— EXERCISE DATA —

════════

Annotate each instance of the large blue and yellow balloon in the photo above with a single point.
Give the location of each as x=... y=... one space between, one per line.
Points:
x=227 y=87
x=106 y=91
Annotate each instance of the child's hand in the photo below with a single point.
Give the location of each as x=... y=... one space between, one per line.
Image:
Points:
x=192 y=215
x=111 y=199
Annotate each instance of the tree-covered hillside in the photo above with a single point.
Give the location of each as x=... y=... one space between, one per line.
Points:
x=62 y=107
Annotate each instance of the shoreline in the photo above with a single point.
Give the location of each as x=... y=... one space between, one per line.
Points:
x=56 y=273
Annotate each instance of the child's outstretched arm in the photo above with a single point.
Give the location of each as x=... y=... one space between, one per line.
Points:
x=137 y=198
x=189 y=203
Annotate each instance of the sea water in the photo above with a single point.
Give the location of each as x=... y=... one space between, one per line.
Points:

════════

— PROBLEM —
Can you write out every line of the records above again, requests included, with each x and y coordinate in the points multiplied by 2.4 and rounded to a whole number, halves going up?

— THE REPLY —
Annotate each instance of the large blue and yellow balloon in the photo above with a single point.
Give the location of each as x=... y=... one space between, one per line.
Points:
x=545 y=209
x=254 y=218
Annotate each instance of the child's hand in the photo below with a single point.
Give the location of each as x=... y=... one space between, one per line.
Image:
Points:
x=461 y=516
x=266 y=478
Annotate each instance of the tree-covered hillside in the photo above with a single point.
Give the location of each as x=... y=... one space between, one per line.
Points:
x=149 y=257
Annotate each instance of the shoreline in the photo above with a single point.
Give the location of each as x=... y=... one space between, one per line.
Points:
x=134 y=655
Annotate each instance of the child's outstretched arm in the photo above with a single point.
Give the location of each as x=... y=... one space between, one per line.
Points:
x=329 y=475
x=454 y=487
Annotate each instance of the sea water in the photo above with a single point.
Give the location of each as x=... y=... one space between, one per line.
Points:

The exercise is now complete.